THE TASK: Express the records from their first line through the line containing "pixel 409 130" as a Markdown table with the columns Row and Line, one numbered row per line and no rows for blank lines. Leave the pictures out.
**** RECORDED INFORMATION ****
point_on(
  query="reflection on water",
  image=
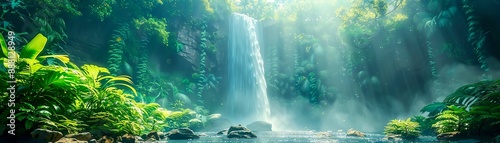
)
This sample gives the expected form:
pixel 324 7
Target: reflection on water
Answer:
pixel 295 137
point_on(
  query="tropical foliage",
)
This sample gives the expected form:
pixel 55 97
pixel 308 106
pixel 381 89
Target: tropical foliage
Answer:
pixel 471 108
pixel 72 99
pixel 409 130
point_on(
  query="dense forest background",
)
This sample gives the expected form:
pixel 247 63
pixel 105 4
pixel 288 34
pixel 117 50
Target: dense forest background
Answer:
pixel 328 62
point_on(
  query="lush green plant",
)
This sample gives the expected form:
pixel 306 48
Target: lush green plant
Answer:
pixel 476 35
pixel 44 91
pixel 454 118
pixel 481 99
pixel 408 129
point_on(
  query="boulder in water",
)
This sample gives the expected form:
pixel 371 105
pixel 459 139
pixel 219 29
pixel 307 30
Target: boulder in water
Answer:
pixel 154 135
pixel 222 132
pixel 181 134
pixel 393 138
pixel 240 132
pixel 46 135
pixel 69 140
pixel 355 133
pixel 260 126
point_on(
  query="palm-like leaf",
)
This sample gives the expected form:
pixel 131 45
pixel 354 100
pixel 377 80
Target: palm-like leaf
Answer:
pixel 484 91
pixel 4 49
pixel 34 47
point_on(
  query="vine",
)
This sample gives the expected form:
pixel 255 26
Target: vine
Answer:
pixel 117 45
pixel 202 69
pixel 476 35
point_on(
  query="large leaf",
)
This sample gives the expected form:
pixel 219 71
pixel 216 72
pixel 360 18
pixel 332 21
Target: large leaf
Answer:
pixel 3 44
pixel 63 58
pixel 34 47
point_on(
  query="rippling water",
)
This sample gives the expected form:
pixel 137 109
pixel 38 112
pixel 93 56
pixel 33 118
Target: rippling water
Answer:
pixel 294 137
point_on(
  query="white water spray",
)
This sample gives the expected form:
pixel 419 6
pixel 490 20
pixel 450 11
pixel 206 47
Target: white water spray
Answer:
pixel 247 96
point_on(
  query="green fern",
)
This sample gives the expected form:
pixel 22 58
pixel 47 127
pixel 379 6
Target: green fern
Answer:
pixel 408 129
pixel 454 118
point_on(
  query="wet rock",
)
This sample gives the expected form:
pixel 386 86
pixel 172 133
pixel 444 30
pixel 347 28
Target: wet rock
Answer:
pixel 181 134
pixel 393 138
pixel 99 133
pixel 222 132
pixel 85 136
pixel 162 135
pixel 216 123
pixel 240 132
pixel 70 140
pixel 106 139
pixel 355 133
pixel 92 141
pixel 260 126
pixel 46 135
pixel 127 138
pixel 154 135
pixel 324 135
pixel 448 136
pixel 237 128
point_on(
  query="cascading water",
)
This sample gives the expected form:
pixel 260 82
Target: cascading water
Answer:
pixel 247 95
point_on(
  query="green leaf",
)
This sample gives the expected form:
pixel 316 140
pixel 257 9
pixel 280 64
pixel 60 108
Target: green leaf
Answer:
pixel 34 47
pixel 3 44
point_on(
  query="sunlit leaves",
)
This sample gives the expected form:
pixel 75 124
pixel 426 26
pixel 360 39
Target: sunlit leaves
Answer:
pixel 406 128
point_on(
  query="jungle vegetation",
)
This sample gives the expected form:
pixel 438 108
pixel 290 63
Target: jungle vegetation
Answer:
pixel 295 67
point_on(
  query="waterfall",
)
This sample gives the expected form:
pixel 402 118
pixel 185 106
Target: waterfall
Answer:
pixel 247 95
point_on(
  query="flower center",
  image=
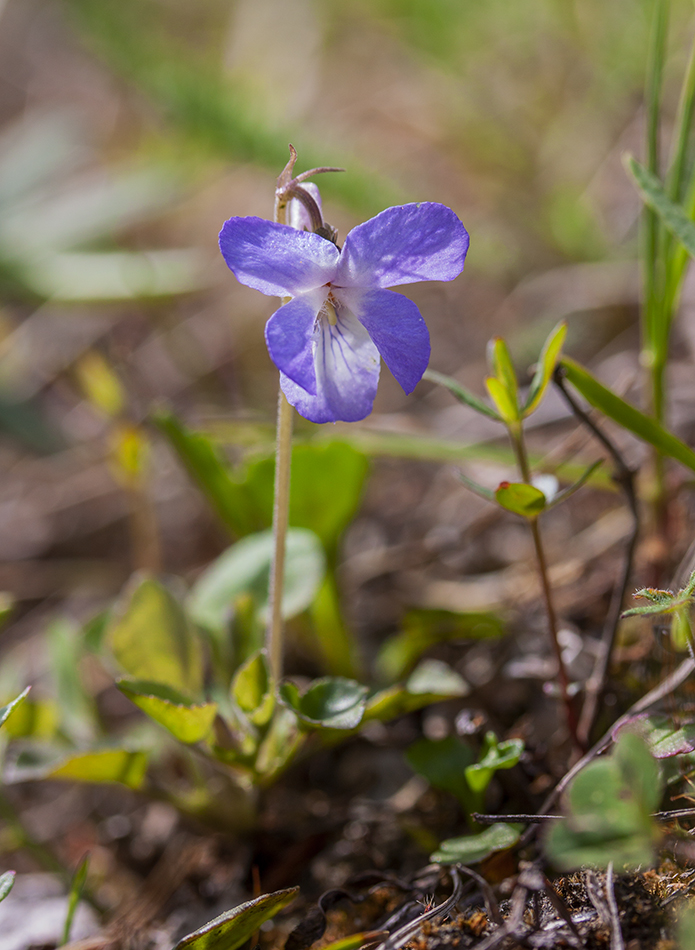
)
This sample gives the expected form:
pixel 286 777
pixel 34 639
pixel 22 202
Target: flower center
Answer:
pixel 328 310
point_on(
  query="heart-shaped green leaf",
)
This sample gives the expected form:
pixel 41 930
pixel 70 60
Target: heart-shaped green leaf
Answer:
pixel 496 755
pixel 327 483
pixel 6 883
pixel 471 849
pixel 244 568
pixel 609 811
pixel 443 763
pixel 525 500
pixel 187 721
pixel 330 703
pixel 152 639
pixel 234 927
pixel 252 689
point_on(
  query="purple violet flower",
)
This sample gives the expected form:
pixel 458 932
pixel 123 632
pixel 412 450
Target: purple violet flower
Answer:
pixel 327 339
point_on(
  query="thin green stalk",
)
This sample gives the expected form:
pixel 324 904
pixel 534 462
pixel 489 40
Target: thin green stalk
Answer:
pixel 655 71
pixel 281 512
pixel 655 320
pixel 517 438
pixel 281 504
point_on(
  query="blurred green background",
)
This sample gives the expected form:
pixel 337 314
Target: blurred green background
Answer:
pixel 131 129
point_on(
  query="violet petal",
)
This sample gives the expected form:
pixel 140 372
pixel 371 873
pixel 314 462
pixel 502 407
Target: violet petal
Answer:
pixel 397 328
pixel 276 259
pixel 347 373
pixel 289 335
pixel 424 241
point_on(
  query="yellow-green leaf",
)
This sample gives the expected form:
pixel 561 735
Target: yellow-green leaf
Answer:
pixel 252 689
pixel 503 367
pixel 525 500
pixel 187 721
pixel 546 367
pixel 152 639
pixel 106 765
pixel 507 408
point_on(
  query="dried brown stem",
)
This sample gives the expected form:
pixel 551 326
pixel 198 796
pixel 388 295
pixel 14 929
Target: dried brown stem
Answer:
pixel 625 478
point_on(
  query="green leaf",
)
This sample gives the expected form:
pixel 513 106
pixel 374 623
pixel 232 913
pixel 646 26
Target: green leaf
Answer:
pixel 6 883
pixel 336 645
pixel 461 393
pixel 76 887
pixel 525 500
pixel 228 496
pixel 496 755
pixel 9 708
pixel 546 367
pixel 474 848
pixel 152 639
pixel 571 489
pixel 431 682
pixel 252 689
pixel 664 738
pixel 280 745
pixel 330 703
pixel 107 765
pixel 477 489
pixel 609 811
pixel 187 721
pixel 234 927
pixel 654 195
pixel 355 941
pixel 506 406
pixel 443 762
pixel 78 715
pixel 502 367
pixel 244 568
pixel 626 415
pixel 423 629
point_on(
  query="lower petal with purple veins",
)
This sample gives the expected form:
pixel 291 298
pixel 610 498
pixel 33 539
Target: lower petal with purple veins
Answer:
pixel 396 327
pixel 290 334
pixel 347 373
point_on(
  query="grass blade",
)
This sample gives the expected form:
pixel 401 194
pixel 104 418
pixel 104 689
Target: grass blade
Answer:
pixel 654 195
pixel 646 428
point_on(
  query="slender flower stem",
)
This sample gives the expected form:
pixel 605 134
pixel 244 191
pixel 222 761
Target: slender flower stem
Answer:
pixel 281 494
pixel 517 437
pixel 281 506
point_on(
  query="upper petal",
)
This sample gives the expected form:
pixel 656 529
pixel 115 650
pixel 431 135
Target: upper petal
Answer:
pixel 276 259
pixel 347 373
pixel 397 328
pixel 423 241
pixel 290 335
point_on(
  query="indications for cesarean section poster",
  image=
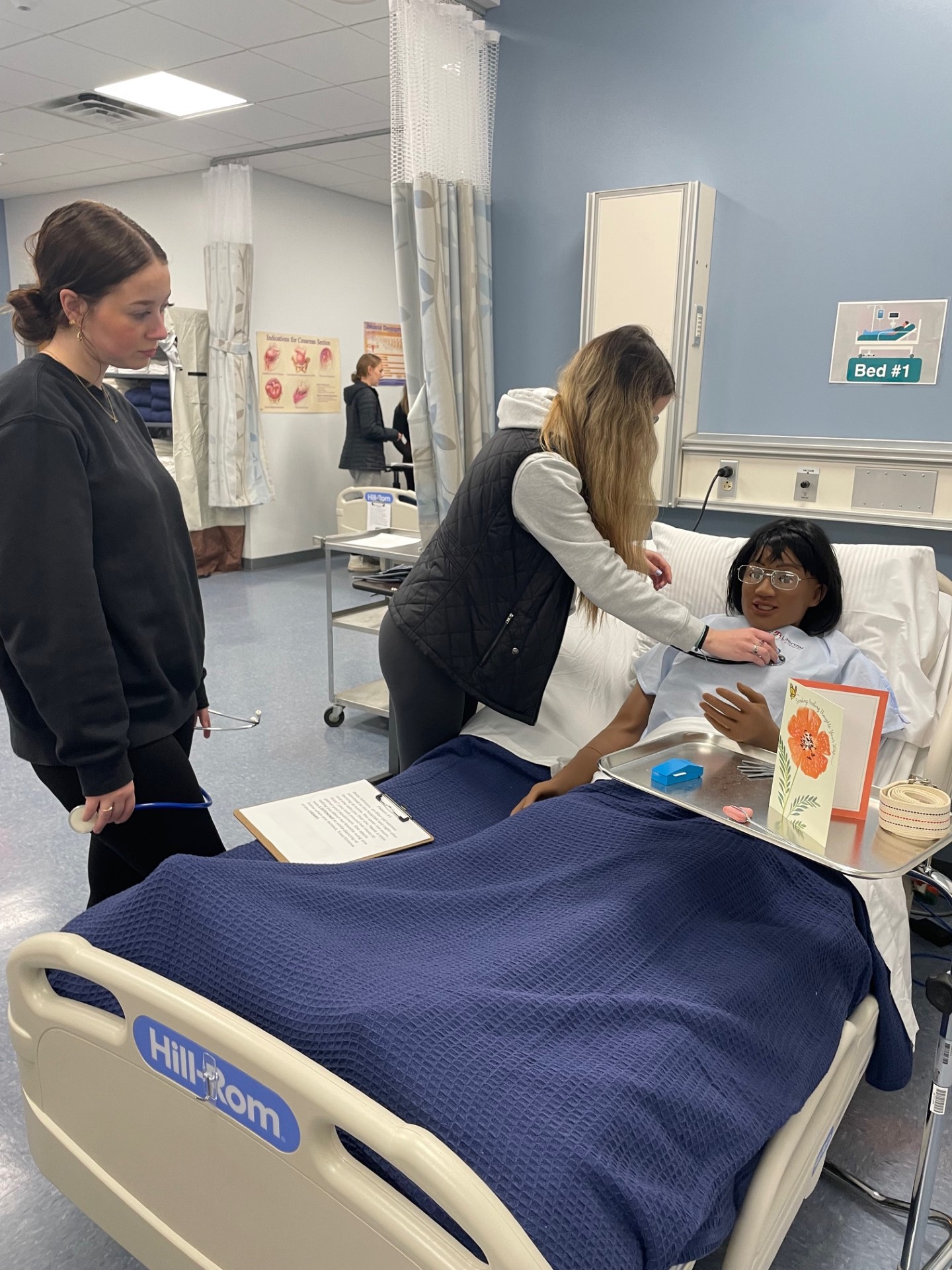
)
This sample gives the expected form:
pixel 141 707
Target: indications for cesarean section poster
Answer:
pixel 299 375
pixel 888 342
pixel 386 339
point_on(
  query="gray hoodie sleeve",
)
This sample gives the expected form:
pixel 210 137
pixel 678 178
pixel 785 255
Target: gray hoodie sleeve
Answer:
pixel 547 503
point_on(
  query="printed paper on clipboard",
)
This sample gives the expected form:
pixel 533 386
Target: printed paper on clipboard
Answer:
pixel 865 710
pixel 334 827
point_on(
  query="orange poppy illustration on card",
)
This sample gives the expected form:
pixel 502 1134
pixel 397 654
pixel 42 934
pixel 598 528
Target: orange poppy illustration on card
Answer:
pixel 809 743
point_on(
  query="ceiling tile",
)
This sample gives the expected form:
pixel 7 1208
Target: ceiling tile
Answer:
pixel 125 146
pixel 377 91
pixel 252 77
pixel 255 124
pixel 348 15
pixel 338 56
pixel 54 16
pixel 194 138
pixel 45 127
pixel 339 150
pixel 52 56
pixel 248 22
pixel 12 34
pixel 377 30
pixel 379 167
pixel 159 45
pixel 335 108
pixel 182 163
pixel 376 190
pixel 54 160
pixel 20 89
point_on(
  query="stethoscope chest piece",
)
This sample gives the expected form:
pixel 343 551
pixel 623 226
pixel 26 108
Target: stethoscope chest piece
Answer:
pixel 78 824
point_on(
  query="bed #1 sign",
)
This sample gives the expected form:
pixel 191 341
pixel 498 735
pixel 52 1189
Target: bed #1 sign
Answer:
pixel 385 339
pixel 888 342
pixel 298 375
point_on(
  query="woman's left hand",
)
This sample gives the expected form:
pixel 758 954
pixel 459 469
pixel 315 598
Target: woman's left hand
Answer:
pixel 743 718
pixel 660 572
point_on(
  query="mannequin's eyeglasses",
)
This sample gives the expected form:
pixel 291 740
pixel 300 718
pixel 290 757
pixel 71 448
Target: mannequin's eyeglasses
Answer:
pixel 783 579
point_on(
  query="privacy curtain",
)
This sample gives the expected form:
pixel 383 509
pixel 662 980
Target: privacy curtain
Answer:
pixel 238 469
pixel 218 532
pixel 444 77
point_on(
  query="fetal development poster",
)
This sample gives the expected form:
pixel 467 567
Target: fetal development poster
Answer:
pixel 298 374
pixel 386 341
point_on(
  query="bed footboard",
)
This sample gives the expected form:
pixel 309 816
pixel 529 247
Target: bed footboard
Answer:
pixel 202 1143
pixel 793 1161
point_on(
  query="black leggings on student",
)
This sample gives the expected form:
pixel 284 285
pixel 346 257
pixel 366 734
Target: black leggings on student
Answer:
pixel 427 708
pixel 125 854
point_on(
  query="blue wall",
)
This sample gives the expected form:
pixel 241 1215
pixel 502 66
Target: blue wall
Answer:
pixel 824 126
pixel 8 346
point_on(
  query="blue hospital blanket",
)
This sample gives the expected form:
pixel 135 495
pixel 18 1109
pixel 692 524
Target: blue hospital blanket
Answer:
****
TASK OUTPUT:
| Row | Line |
|---|---|
| 1 | point_on( |
| 2 |   query="reflection on water", |
| 3 |   image= |
| 4 | ) |
| 5 | This sample gives the expected form: |
| 6 | pixel 324 7 |
| 7 | Target: reflection on water |
| 8 | Answer: |
| 9 | pixel 295 137 |
| 10 | point_on( |
| 11 |   query="tropical foliage", |
| 12 | ) |
| 13 | This sample gives the expected form: |
| 14 | pixel 55 97 |
| 15 | pixel 308 106 |
| 16 | pixel 381 89 |
| 17 | Target: tropical foliage |
| 18 | Answer: |
| 19 | pixel 471 108 |
| 20 | pixel 72 99 |
| 21 | pixel 409 130 |